Data to examine =>
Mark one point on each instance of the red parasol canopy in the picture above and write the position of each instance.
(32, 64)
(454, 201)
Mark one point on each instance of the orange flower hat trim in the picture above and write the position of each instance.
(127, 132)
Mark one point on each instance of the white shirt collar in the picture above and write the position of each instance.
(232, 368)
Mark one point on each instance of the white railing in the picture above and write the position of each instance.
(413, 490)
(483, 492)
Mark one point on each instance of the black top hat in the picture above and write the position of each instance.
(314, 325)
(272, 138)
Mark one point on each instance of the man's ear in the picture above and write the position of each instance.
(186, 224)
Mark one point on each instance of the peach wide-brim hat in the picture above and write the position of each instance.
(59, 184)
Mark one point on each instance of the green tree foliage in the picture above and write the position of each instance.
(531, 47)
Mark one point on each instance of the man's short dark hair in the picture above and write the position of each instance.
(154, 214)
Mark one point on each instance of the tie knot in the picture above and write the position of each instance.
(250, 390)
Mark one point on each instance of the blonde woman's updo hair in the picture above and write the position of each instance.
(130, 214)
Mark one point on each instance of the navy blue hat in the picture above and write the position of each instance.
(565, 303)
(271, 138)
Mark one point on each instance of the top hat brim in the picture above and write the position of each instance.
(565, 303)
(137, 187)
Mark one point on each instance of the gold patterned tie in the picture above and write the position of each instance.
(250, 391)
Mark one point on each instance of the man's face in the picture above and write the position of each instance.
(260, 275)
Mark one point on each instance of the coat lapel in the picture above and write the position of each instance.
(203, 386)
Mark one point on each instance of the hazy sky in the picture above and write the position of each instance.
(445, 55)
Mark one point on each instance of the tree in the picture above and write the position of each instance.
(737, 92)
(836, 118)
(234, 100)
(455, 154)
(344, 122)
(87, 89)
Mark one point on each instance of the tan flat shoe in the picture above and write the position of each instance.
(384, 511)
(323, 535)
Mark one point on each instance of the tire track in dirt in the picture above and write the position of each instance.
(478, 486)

What you are asked to do => Retype all the material exactly as shown.

Reply =>
Mark one point on each instance of the red parasol canopy in the picture above and write the position of each instance.
(32, 64)
(454, 201)
Mark one point on each instance of the orange flower hat trim in the picture above and write the position of each instance.
(127, 132)
Mark one point on each instance of the white shirt collar in the picture above and write the position of each instance.
(232, 368)
Mark one point on each instance of the white railing in the picture above and write the position of each instance.
(413, 490)
(483, 492)
Mark one point on each instance of the black top hat in the picture above and write the position of each instance.
(314, 325)
(272, 138)
Mark one point on each instance of the man's ear in the picture above and write the position of each instance.
(186, 224)
Mark one point on each instance of the peach wide-brim hat in the picture above and write the position of each instance.
(59, 184)
Mark one point on each instance of the green tree foliage in the picture above and write the position of each instance.
(531, 47)
Mark one point on each instance of the man's short dark hair in the picture above and write the position of each instance.
(154, 214)
Mark one point on each instance of the tie knot in the picture above and write the position of each instance.
(250, 390)
Mark one point on each instance of the blonde woman's updo hair in the picture above and write the position of each instance.
(130, 214)
Mark one point on each instance of the navy blue hat in the picture above and write the position of each instance.
(565, 303)
(271, 138)
Mark one point on each instance of the top hat brim in the picture above and write the position of each instance.
(565, 303)
(137, 187)
Mark one point on each instance of the gold patterned tie in the picture above and write the position of each instance.
(250, 391)
Mark one point on each instance of the man's face in the picture above and write the position of each instance.
(260, 275)
Mark one point on each instance of the coat lapel in the picture above and write the position of each instance.
(203, 386)
Mark one point on each instance of the hazy sky in the picture above and write the position of each instance.
(445, 55)
Mark one point on each instance of the tree in the picture above and write the position of each instance.
(737, 92)
(836, 118)
(234, 100)
(455, 154)
(344, 122)
(87, 89)
Mark one point on each instance of the tan flat shoe in the picture above and write the position of each instance.
(384, 511)
(323, 535)
Mark one point on each instance of the tire track in dirt in the picture above and write the position of each instance.
(478, 486)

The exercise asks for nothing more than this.